Task prompt: Only the lines from the start of the data through the line with "row: hazy sunlit" belong in the copy. Restate them word for word, minus the pictures.

====

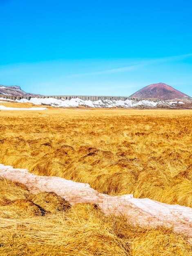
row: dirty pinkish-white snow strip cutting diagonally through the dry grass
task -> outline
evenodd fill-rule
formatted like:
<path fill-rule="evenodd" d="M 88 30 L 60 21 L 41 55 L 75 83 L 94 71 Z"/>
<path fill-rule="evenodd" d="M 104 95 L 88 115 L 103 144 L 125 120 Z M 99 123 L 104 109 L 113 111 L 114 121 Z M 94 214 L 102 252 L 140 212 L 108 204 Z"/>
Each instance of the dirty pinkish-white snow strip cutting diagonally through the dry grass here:
<path fill-rule="evenodd" d="M 173 227 L 188 236 L 192 243 L 192 208 L 178 204 L 163 204 L 148 198 L 133 198 L 132 194 L 111 196 L 98 193 L 89 184 L 73 182 L 60 177 L 38 176 L 26 169 L 14 169 L 0 164 L 0 177 L 25 184 L 34 193 L 55 192 L 72 205 L 98 204 L 108 214 L 125 215 L 133 224 L 144 227 Z"/>

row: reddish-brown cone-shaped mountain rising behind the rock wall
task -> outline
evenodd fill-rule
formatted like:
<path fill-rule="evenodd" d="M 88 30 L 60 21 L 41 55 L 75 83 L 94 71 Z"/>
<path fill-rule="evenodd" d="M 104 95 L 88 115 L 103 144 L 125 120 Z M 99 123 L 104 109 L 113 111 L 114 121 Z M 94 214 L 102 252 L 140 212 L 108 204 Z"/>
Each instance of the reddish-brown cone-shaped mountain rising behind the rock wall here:
<path fill-rule="evenodd" d="M 189 97 L 187 94 L 180 92 L 170 85 L 165 83 L 153 83 L 151 85 L 147 85 L 141 90 L 138 90 L 130 97 L 138 97 L 138 98 L 152 98 L 152 99 L 180 99 L 183 97 Z"/>

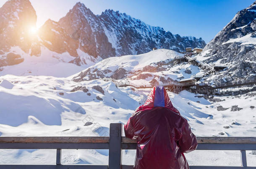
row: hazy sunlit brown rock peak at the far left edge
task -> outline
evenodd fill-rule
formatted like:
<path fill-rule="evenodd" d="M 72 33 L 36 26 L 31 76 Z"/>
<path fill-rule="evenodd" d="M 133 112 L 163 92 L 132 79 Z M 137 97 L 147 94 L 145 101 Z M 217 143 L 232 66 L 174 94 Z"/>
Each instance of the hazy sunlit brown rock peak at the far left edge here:
<path fill-rule="evenodd" d="M 37 15 L 29 0 L 10 0 L 0 8 L 0 67 L 21 63 L 21 56 L 11 54 L 11 47 L 38 55 L 39 46 L 29 29 L 35 27 Z"/>

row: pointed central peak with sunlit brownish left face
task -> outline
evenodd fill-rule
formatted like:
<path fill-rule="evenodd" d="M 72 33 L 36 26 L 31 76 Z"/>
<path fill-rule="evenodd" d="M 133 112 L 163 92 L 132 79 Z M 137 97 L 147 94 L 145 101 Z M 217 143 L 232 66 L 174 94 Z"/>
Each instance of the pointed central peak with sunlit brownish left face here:
<path fill-rule="evenodd" d="M 77 3 L 59 23 L 73 39 L 79 40 L 82 51 L 94 57 L 115 56 L 115 49 L 108 42 L 99 18 L 84 4 Z"/>

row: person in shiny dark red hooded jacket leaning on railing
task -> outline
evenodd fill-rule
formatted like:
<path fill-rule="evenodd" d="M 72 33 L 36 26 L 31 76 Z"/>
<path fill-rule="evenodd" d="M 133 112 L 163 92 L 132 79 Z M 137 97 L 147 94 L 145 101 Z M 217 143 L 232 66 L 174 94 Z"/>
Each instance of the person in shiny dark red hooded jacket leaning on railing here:
<path fill-rule="evenodd" d="M 164 87 L 152 89 L 124 129 L 126 137 L 137 140 L 134 169 L 189 169 L 184 153 L 196 149 L 196 136 Z"/>

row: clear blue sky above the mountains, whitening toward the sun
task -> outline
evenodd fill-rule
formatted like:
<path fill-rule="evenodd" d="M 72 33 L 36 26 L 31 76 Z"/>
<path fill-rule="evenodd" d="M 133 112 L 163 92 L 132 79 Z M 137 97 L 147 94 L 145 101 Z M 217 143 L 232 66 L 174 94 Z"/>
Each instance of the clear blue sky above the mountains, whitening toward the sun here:
<path fill-rule="evenodd" d="M 2 6 L 7 0 L 0 0 Z M 37 26 L 48 18 L 59 20 L 79 0 L 31 0 Z M 254 0 L 80 0 L 94 14 L 119 10 L 173 34 L 202 37 L 208 43 L 227 23 Z"/>

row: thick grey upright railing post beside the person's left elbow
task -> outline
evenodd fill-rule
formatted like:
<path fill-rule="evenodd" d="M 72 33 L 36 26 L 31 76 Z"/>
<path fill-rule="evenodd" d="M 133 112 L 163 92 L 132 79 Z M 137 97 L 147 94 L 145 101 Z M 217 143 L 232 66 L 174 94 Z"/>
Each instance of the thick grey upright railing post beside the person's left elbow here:
<path fill-rule="evenodd" d="M 122 165 L 122 124 L 110 124 L 110 142 L 109 142 L 109 169 L 121 169 Z"/>

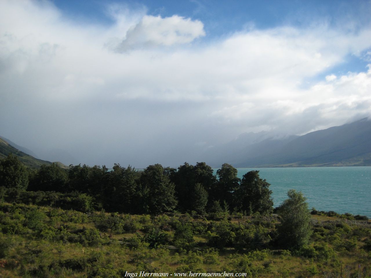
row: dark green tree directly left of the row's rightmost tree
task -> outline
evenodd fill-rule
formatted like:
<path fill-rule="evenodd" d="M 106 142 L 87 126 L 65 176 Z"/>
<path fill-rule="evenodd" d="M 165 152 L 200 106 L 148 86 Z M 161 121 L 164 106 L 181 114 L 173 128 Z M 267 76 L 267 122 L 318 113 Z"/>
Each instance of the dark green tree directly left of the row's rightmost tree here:
<path fill-rule="evenodd" d="M 233 193 L 239 187 L 241 181 L 240 178 L 237 178 L 237 169 L 228 163 L 224 163 L 221 168 L 216 171 L 216 174 L 219 177 L 216 199 L 220 202 L 227 202 L 227 204 L 233 208 L 235 206 L 233 202 Z"/>

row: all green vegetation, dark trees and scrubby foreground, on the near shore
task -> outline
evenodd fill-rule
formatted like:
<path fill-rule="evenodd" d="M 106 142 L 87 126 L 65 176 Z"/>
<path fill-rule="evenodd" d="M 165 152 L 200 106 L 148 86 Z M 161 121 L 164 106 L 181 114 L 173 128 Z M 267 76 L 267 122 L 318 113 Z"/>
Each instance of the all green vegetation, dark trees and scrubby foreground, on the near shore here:
<path fill-rule="evenodd" d="M 0 175 L 23 175 L 14 157 L 0 163 L 10 165 Z M 365 216 L 309 212 L 294 190 L 272 215 L 269 183 L 258 171 L 239 180 L 231 165 L 217 176 L 210 169 L 52 164 L 26 171 L 29 191 L 2 183 L 0 277 L 370 277 Z"/>

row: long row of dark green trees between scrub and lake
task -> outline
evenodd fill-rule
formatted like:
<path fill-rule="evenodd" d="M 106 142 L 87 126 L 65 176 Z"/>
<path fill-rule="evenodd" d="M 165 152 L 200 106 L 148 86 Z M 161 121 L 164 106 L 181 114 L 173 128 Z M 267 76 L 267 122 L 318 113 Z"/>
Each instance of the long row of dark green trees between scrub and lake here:
<path fill-rule="evenodd" d="M 119 164 L 106 166 L 56 163 L 27 169 L 16 156 L 0 161 L 0 186 L 27 191 L 80 192 L 92 196 L 96 207 L 129 214 L 158 215 L 164 212 L 242 212 L 271 214 L 270 184 L 259 171 L 237 177 L 237 169 L 224 163 L 214 175 L 205 162 L 184 163 L 177 169 L 150 165 L 143 171 Z"/>

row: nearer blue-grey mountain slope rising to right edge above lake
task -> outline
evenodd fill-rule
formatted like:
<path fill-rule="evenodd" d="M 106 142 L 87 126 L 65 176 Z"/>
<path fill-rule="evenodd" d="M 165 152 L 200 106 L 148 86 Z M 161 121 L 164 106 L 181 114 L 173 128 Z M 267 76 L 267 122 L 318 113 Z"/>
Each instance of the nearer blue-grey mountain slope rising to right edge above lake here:
<path fill-rule="evenodd" d="M 252 161 L 236 160 L 237 167 L 251 166 L 368 166 L 371 165 L 371 121 L 366 118 L 342 126 L 317 130 L 286 143 Z"/>

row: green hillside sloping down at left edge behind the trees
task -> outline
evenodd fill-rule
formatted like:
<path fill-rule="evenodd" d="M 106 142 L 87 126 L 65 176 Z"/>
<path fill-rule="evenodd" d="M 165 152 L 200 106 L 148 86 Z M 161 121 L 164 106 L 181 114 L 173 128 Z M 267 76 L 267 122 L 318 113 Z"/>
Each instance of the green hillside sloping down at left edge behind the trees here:
<path fill-rule="evenodd" d="M 22 148 L 22 149 L 25 149 L 25 148 Z M 0 158 L 6 158 L 9 155 L 9 153 L 12 153 L 13 155 L 17 156 L 18 159 L 29 168 L 37 169 L 37 168 L 40 168 L 40 166 L 43 164 L 46 164 L 46 165 L 52 164 L 52 162 L 50 161 L 37 159 L 31 155 L 28 155 L 25 152 L 22 152 L 21 150 L 10 145 L 10 143 L 4 140 L 3 137 L 0 137 Z M 56 163 L 62 168 L 67 168 L 66 165 L 60 162 L 56 162 Z"/>

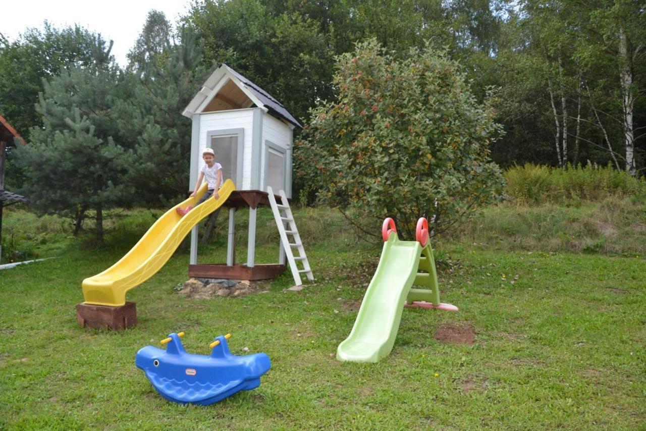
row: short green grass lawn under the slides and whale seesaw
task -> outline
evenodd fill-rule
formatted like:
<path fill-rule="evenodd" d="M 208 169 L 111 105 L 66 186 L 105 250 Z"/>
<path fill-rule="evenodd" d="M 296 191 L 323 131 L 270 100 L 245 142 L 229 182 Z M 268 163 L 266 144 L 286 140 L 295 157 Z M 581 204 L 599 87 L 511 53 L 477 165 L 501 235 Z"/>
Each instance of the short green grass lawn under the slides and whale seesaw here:
<path fill-rule="evenodd" d="M 261 217 L 259 229 L 266 223 Z M 208 300 L 176 293 L 187 279 L 188 255 L 180 250 L 129 292 L 137 326 L 84 330 L 75 317 L 81 280 L 136 240 L 113 235 L 121 234 L 131 239 L 0 271 L 0 428 L 646 426 L 643 257 L 443 239 L 442 300 L 460 311 L 406 309 L 391 354 L 353 364 L 333 356 L 352 328 L 379 246 L 312 231 L 304 240 L 315 284 L 286 291 L 293 280 L 284 274 L 267 283 L 268 293 Z M 259 237 L 267 241 L 257 260 L 275 260 L 274 235 Z M 202 247 L 200 261 L 222 261 L 224 240 L 218 235 Z M 244 262 L 244 247 L 238 252 Z M 440 328 L 472 330 L 474 342 L 440 342 Z M 202 354 L 214 336 L 230 332 L 233 353 L 266 352 L 272 368 L 259 388 L 220 403 L 169 403 L 134 366 L 134 355 L 173 331 L 185 331 L 187 351 Z"/>

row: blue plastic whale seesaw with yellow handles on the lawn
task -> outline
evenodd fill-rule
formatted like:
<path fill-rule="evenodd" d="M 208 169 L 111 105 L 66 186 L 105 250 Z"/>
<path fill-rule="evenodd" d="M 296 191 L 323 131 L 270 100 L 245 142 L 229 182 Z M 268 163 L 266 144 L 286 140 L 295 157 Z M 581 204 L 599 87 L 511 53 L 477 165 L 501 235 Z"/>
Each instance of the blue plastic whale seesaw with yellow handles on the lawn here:
<path fill-rule="evenodd" d="M 161 340 L 167 344 L 166 350 L 145 346 L 135 358 L 152 387 L 174 403 L 207 406 L 241 390 L 255 389 L 260 386 L 260 376 L 271 367 L 266 353 L 231 354 L 227 344 L 231 334 L 220 335 L 209 344 L 213 349 L 210 356 L 187 353 L 180 341 L 183 335 L 173 332 Z"/>

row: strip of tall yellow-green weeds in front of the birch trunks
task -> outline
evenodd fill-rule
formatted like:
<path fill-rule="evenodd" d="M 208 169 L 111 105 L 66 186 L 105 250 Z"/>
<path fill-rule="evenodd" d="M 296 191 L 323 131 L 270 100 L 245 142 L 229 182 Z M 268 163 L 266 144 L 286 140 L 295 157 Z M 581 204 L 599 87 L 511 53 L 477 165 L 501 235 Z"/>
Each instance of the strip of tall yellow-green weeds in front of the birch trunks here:
<path fill-rule="evenodd" d="M 646 197 L 646 181 L 588 163 L 567 169 L 525 163 L 505 172 L 506 193 L 519 204 L 576 205 L 609 197 Z"/>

====

Your response:
row: dirty pinkish-white snow strip cutting diagonally through the dry grass
task -> outline
evenodd fill-rule
formatted like:
<path fill-rule="evenodd" d="M 88 30 L 60 21 L 41 55 L 75 83 L 94 71 Z"/>
<path fill-rule="evenodd" d="M 104 95 L 88 115 L 103 144 L 125 120 Z M 99 123 L 104 109 L 113 111 L 114 121 Z M 94 214 L 102 252 L 140 212 L 108 204 Z"/>
Each instance of the dirty pinkish-white snow strip cutting diagonally through the dry grass here:
<path fill-rule="evenodd" d="M 173 227 L 188 236 L 192 243 L 192 208 L 178 204 L 163 204 L 148 198 L 133 198 L 132 194 L 111 196 L 98 193 L 89 184 L 73 182 L 60 177 L 38 176 L 26 169 L 14 169 L 0 164 L 0 177 L 25 184 L 34 193 L 55 192 L 72 205 L 98 204 L 108 214 L 125 215 L 133 224 L 144 227 Z"/>

row: reddish-brown cone-shaped mountain rising behind the rock wall
task -> outline
evenodd fill-rule
formatted like:
<path fill-rule="evenodd" d="M 88 30 L 60 21 L 41 55 L 75 83 L 94 71 Z"/>
<path fill-rule="evenodd" d="M 104 95 L 88 115 L 103 144 L 125 120 Z M 99 123 L 104 109 L 113 111 L 114 121 Z M 94 214 L 102 252 L 140 212 L 108 204 Z"/>
Each instance of the reddish-brown cone-shaped mountain rising behind the rock wall here:
<path fill-rule="evenodd" d="M 189 97 L 187 94 L 180 92 L 170 85 L 165 83 L 153 83 L 151 85 L 147 85 L 141 90 L 138 90 L 130 97 L 138 97 L 138 98 L 152 98 L 152 99 L 180 99 L 183 97 Z"/>

row: hazy sunlit brown rock peak at the far left edge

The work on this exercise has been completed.